British scholar Emily Wilson’s fresh and contemporary translations of the Greek classics discussed at a recent Yale University event

British scholar Emily Wilson’s fresh and contemporary translations of the Greek classics discussed at a recent Yale University event

by Pisana Ferrari – cApStAn Ambassador to the Global Village

In Emily Wilson’s translations of the classics the Greek goddess Demeter has “cornrows in her hair”, Achilles is described as a “superhero”, and Odysseus, when disguised as an old, homeless man, carries a “tote bag”…(1) Wilson’s innovative approach to the translation of Homer’s Odyssey won her international acclaim when it came out in in 2017. Although there are over 60 translations of the Odyssey in English, hers is the first by a woman. What also sets Wilson’s translation apart is that it is written in iambic pentameter, whereas many other scholars have translated it into an English that is not metrical. At the recent edition of Yale University’s “Mark Strand Memorial Reading” (2) Wilson talked about her in-progress translations of Homer’s Iliad, and Sophocles’ Oedipus Tyrannus. She took the occasion to discuss gender and ethnicity issues and the risk of projecting modern biases back onto antiquity, as well as the use of contemporary language and the value of retranslations.

Gender and ethnicity

While working on the Odyssey Wilson says she wasn’t looking at other translations, so she didn’t really know whether the text she was creating was different from those previously created by men. “It was only at the end, once I was done with my version”, she says, “that I realized that there were some significant differences that do had to do with gender”. In her work Wilson says she stripped away “layers of masculine readings” to restore a less judgmental version Wilson says there was nothing in Homer to correspond to the “modern pseudo-moral judgments” of previous translations (see some telling examples below at footnote 3)

What of ethnicity? In her version of the Odyssey — in Book 5 — Wilson describes the Greek goddess of the harvest and agriculture Demeter as having “cornrows” in her hair. When asked about this during the Yale webinar Wilson replied that “it’s great if the reader can be reminded not to think of a goddess as necessarily white. Whiteness is a modern construct. If the reader does go there, I hope that it will be a productive journey to unpick potential assumptions about race and ethnicity in the ancient world and not project whiteness back onto this poem.”

## [The tasks]
1 – Using the piece on Emily Wilson's translations, please decide whether each statement agrees with it, answering yes or no and quoting the deciding words: (a) Wilson's Odyssey is the first English translation of that poem by a woman. (b) Wilson rendered the Odyssey in English that is not metrical. (c) Wilson consulted earlier translations while she worked on the Odyssey.
2 – Write a continuation of the piece on Emily Wilson's translations, starting right after its final sentence.

## [Stored dataset lines]
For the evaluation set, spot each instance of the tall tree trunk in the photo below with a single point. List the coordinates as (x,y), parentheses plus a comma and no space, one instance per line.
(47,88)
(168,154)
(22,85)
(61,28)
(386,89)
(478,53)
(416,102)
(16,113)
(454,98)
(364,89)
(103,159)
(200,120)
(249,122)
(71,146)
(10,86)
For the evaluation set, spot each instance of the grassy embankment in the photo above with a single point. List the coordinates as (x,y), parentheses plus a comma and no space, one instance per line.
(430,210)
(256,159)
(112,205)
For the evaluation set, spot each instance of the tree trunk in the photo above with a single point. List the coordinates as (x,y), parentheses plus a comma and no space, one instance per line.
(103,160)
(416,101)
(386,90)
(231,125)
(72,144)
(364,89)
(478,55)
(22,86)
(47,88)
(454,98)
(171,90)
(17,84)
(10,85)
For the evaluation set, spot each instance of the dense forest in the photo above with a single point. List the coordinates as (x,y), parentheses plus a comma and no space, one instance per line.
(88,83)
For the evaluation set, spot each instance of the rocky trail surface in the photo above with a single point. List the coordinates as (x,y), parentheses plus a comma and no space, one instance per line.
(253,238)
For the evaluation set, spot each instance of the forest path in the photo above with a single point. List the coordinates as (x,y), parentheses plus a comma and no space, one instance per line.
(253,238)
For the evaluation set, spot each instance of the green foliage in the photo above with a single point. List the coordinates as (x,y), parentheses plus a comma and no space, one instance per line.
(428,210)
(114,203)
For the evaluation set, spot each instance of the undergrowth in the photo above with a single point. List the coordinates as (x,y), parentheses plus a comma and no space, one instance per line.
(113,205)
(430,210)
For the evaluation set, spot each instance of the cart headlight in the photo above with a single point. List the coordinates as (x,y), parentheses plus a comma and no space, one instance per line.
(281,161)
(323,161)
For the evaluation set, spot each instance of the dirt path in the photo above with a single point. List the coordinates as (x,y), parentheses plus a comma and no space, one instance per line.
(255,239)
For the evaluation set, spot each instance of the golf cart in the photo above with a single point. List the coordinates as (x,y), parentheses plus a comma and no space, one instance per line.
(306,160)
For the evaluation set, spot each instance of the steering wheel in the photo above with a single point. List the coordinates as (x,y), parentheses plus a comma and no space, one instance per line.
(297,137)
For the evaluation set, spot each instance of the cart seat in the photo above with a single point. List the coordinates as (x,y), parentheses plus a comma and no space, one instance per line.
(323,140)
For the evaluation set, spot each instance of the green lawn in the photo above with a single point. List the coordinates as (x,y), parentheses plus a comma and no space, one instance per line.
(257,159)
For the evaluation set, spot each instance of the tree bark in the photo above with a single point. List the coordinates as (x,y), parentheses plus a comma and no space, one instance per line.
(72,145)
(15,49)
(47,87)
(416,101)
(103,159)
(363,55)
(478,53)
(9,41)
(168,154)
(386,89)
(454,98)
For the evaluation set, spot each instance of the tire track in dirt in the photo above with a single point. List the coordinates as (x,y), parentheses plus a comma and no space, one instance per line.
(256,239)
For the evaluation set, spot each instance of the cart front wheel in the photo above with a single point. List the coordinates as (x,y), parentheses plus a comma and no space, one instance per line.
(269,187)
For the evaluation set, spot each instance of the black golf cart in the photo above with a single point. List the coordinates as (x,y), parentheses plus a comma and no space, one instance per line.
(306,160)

## [Exercise answers]
1 –
(a) Yes: "hers is the first by a woman"
(b) No: "it is written in iambic pentameter"
(c) No: "While working on the Odyssey Wilson says she wasn’t looking at other translations"

2 –
Use of contemporary language

Wilson also explained that, in her ongoing work on the Iliad, she is contemplating using the word “superhero” to describe the protagonist, Achilles. In her previous work on the Odyssey, Telemachus, Odysseus’s son, is offered “canapés”, Penelope’s suitors cook “kebabs”, the goddess Athina addresses Odysseus as “Mr Foreigner”, and the nymph Calypso calls him a “scalawag.” Odysseus is also called a nasty “hobo” by Eurymachus, Telemachus a “stuck-up” little “show-off” by Antinous, and the suitors from Delichium “top-notch” fighters … As Wilson specifies in the introduction to the book, “My Homer does not speak to your grandparents’ English, since that language is no closer to the wine-dark sea than your own”. (4) She says she has tried to keep a register that is “recognizably speakable and readable” while skirting between “the Charybdis of artifice and the Scylla of slang”.

To modernize or not to modernize?

Wilson’s Odyssey invites a reflection on the opposition between “archaizing” and “modernizing” a text in literary translation. Whereas archaizing highlights the historicity of the text by using non-modern language, modernizing highlights the modern-day relevance of the text by using modern language (i.e. language perceived as contemporary to the time of translating). The debate around this is long-standing and there can be varying degrees of both.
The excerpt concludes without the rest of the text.